Exclude the pictures and transcribe the rest of the data below exactly.

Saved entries
'''

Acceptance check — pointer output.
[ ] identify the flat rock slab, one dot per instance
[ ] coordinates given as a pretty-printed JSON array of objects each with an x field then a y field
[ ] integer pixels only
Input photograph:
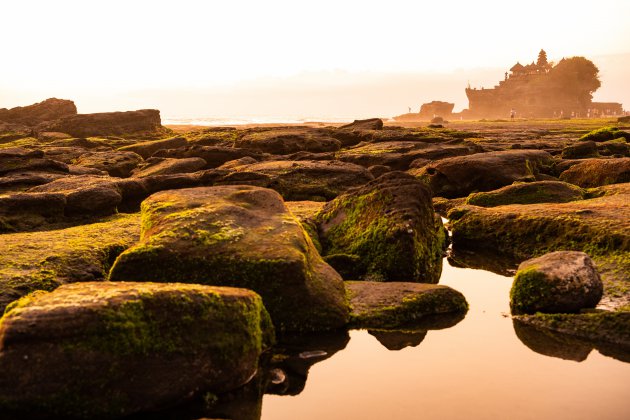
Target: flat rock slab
[
  {"x": 106, "y": 350},
  {"x": 239, "y": 236},
  {"x": 44, "y": 260},
  {"x": 400, "y": 304}
]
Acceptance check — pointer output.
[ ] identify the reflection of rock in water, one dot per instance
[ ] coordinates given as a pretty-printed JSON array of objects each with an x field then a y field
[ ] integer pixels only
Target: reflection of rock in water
[
  {"x": 244, "y": 403},
  {"x": 295, "y": 356},
  {"x": 498, "y": 264},
  {"x": 552, "y": 344},
  {"x": 397, "y": 340}
]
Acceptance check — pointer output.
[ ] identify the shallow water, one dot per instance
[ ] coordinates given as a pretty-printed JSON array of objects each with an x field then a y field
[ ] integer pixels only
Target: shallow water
[{"x": 478, "y": 369}]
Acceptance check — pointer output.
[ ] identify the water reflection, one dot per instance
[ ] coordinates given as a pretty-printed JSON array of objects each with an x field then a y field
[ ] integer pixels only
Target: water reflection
[
  {"x": 294, "y": 357},
  {"x": 481, "y": 368},
  {"x": 463, "y": 258},
  {"x": 398, "y": 340},
  {"x": 554, "y": 344},
  {"x": 551, "y": 344}
]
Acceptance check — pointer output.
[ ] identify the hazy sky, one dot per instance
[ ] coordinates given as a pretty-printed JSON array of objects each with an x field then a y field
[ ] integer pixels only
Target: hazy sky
[{"x": 114, "y": 54}]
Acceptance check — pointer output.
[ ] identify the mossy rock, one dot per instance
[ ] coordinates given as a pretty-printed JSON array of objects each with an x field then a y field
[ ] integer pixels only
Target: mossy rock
[
  {"x": 528, "y": 193},
  {"x": 389, "y": 227},
  {"x": 399, "y": 304},
  {"x": 598, "y": 172},
  {"x": 300, "y": 180},
  {"x": 148, "y": 148},
  {"x": 604, "y": 134},
  {"x": 558, "y": 282},
  {"x": 611, "y": 327},
  {"x": 287, "y": 140},
  {"x": 239, "y": 236},
  {"x": 115, "y": 163},
  {"x": 44, "y": 260},
  {"x": 399, "y": 155},
  {"x": 460, "y": 176},
  {"x": 598, "y": 226},
  {"x": 105, "y": 350},
  {"x": 580, "y": 150}
]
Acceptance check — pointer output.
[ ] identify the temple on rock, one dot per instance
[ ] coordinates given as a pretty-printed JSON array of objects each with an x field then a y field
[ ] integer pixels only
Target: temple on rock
[{"x": 542, "y": 90}]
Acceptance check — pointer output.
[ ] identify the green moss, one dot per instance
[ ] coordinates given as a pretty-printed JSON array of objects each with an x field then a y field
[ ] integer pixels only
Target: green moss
[
  {"x": 527, "y": 193},
  {"x": 386, "y": 247},
  {"x": 411, "y": 310},
  {"x": 44, "y": 260},
  {"x": 530, "y": 291},
  {"x": 598, "y": 326},
  {"x": 604, "y": 133}
]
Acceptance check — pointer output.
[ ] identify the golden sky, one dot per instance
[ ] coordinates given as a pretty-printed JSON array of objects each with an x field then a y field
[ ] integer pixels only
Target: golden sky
[{"x": 91, "y": 50}]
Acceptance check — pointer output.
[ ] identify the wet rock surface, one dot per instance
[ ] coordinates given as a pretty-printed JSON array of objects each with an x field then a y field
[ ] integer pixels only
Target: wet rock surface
[
  {"x": 239, "y": 236},
  {"x": 31, "y": 261},
  {"x": 459, "y": 176},
  {"x": 558, "y": 282},
  {"x": 385, "y": 230},
  {"x": 97, "y": 350},
  {"x": 397, "y": 304}
]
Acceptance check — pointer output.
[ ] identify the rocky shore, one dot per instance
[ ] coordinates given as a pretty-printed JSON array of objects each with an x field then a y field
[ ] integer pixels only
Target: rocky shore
[{"x": 205, "y": 256}]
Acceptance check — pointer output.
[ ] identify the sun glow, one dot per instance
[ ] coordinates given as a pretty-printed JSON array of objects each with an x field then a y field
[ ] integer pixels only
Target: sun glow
[{"x": 96, "y": 49}]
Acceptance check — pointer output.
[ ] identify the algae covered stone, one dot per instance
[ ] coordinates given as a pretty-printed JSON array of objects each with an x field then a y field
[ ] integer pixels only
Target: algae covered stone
[
  {"x": 106, "y": 350},
  {"x": 388, "y": 227},
  {"x": 237, "y": 236},
  {"x": 401, "y": 304},
  {"x": 44, "y": 260},
  {"x": 558, "y": 282},
  {"x": 528, "y": 193},
  {"x": 462, "y": 175}
]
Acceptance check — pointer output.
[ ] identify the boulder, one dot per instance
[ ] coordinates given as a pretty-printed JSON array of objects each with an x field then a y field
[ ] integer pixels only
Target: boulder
[
  {"x": 558, "y": 282},
  {"x": 302, "y": 180},
  {"x": 618, "y": 148},
  {"x": 237, "y": 236},
  {"x": 528, "y": 193},
  {"x": 598, "y": 225},
  {"x": 144, "y": 121},
  {"x": 10, "y": 132},
  {"x": 369, "y": 124},
  {"x": 148, "y": 148},
  {"x": 168, "y": 166},
  {"x": 32, "y": 115},
  {"x": 385, "y": 230},
  {"x": 399, "y": 155},
  {"x": 598, "y": 172},
  {"x": 580, "y": 150},
  {"x": 85, "y": 195},
  {"x": 460, "y": 176},
  {"x": 287, "y": 140},
  {"x": 31, "y": 164},
  {"x": 608, "y": 331},
  {"x": 24, "y": 211},
  {"x": 22, "y": 180},
  {"x": 65, "y": 154},
  {"x": 400, "y": 304},
  {"x": 106, "y": 350},
  {"x": 44, "y": 260},
  {"x": 115, "y": 163},
  {"x": 604, "y": 134},
  {"x": 214, "y": 156}
]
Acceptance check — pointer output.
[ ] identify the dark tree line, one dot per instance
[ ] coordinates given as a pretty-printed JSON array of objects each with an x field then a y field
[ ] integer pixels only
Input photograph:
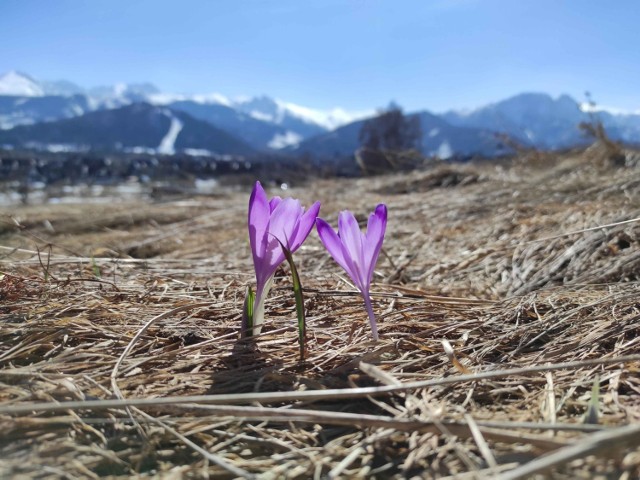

'''

» Answer section
Acceptance check — pointer output.
[ ] identify the flat rock slab, one dot per instance
[ ] coordinates given as a pretty-printed JSON array of objects each with an x field then a y field
[ ] integer pixels only
Input photograph:
Target: flat rock slab
[
  {"x": 106, "y": 350},
  {"x": 239, "y": 236},
  {"x": 44, "y": 260},
  {"x": 400, "y": 304}
]
Acceptance check — pointer output.
[ ] identify the reflection of rock in water, one dot per instance
[ ] coordinates given as a pretty-printed JSON array of objects each with an x field then a y field
[ ] integer pixels only
Target: reflection of rock in water
[
  {"x": 244, "y": 403},
  {"x": 295, "y": 356},
  {"x": 498, "y": 264},
  {"x": 552, "y": 344},
  {"x": 397, "y": 340}
]
Acceptance check — pointer output.
[ ] identify the shallow water, one dot per instance
[ ] coordinates given as a pretty-printed JSON array of objects each with an x field then a y field
[ ] integer pixels only
Target: shallow water
[{"x": 478, "y": 369}]
Acceptance check — pointer output.
[ ] identify the water reflection, one dot per instance
[ ] coordinates given as a pretty-printed JSON array of objects each with an x field then a y field
[ ] integer pixels only
Target: water reflection
[
  {"x": 294, "y": 357},
  {"x": 481, "y": 368},
  {"x": 463, "y": 258},
  {"x": 398, "y": 340},
  {"x": 554, "y": 344},
  {"x": 551, "y": 344}
]
Acceptance check — pointer output.
[ ] identify the hazy sky, one dot per instance
[ ] coordinates given as a pretty-printed JSON array of objects each with an x field then a y field
[ ] integer pixels only
Target: hazy sky
[{"x": 114, "y": 54}]
Acceptance check — pointer output.
[ ] identify the mossy rock, one dot per instance
[ ] coordinates given as a pretty-printed JSON array of objects each with an x field then a y field
[ ] integer pixels only
Target: mossy rock
[
  {"x": 528, "y": 193},
  {"x": 389, "y": 227},
  {"x": 399, "y": 304},
  {"x": 598, "y": 172},
  {"x": 300, "y": 180},
  {"x": 148, "y": 148},
  {"x": 604, "y": 134},
  {"x": 558, "y": 282},
  {"x": 611, "y": 327},
  {"x": 287, "y": 140},
  {"x": 239, "y": 236},
  {"x": 115, "y": 163},
  {"x": 44, "y": 260},
  {"x": 399, "y": 155},
  {"x": 460, "y": 176},
  {"x": 598, "y": 226},
  {"x": 105, "y": 350},
  {"x": 580, "y": 150}
]
Acceptance check — pointer output.
[ ] identify the temple on rock, one dot per instance
[ ] coordinates given as a pretty-printed JSON array of objects each with an x field then a y field
[ ] integer pixels only
Target: temple on rock
[{"x": 542, "y": 90}]
Acceptance check — pointer output.
[ ] identify the green moss, one dot per instance
[ ] coordinates given as a pretty-printed JSON array of objects each with an x field then a y field
[ ] integer pixels only
Target: green moss
[
  {"x": 527, "y": 193},
  {"x": 386, "y": 247},
  {"x": 411, "y": 310},
  {"x": 44, "y": 260},
  {"x": 530, "y": 291},
  {"x": 598, "y": 326},
  {"x": 604, "y": 133}
]
Acceptance check — pointer output.
[ ] identify the golden sky, one dot per instance
[ ] coordinates given as a pretty-printed JSON array of objects each with an x field then a y field
[ ] integer pixels only
Target: golden sky
[{"x": 91, "y": 50}]
Acceptance check — pointer output.
[ ] identify the wet rock surface, one dot per instance
[ ] coordinates given as a pretty-printed JSON array of objects each with an x field then a y field
[ ] integer pixels only
Target: wet rock surface
[
  {"x": 239, "y": 236},
  {"x": 31, "y": 261},
  {"x": 459, "y": 176},
  {"x": 558, "y": 282},
  {"x": 385, "y": 230},
  {"x": 97, "y": 350},
  {"x": 397, "y": 304}
]
Acceptance check — pointer output.
[ ] identify the rocky shore, one dot per instance
[ ] coordinates given as a pretty-printed JSON array of objects each with an x field then a y field
[ ] integer pixels only
Target: rocky shore
[{"x": 205, "y": 256}]
Acceptance check — pointer output.
[ ] identify the sun glow, one dot per instance
[ ] coordinates given as a pretty-printed JSON array of objects each with an x field then a y field
[ ] integer pixels only
Target: sun glow
[{"x": 96, "y": 49}]
Acceptance check — pointer output.
[ ] identify the algae covered stone, one dot per instance
[ ] coordinates given as a pretty-printed JSON array of objects each with an x field then a y field
[ ] integer pixels only
Target: algae covered stone
[
  {"x": 106, "y": 350},
  {"x": 388, "y": 227},
  {"x": 237, "y": 236},
  {"x": 401, "y": 304},
  {"x": 44, "y": 260},
  {"x": 558, "y": 282},
  {"x": 528, "y": 193},
  {"x": 462, "y": 175}
]
Acceptance check — pointer output.
[ ] identify the boulder, one dot per instance
[ ] coordinates given as a pretty-printed JSON array of objects each with an x field then a y field
[ ] integer pixels only
Target: boulder
[
  {"x": 558, "y": 282},
  {"x": 302, "y": 180},
  {"x": 618, "y": 148},
  {"x": 237, "y": 236},
  {"x": 528, "y": 193},
  {"x": 598, "y": 225},
  {"x": 144, "y": 121},
  {"x": 10, "y": 132},
  {"x": 369, "y": 124},
  {"x": 148, "y": 148},
  {"x": 168, "y": 166},
  {"x": 32, "y": 115},
  {"x": 385, "y": 230},
  {"x": 399, "y": 155},
  {"x": 598, "y": 172},
  {"x": 580, "y": 150},
  {"x": 85, "y": 195},
  {"x": 460, "y": 176},
  {"x": 287, "y": 140},
  {"x": 31, "y": 164},
  {"x": 608, "y": 331},
  {"x": 24, "y": 211},
  {"x": 22, "y": 180},
  {"x": 65, "y": 154},
  {"x": 400, "y": 304},
  {"x": 106, "y": 350},
  {"x": 44, "y": 260},
  {"x": 115, "y": 163},
  {"x": 604, "y": 134},
  {"x": 214, "y": 156}
]
Acceptance check — pointer output.
[ ] identify the dark tree line, one dot per instance
[ ] coordinates given as a pretty-printed JSON array of objects each with an x field then a y field
[ ] integer pixels only
Input photograph:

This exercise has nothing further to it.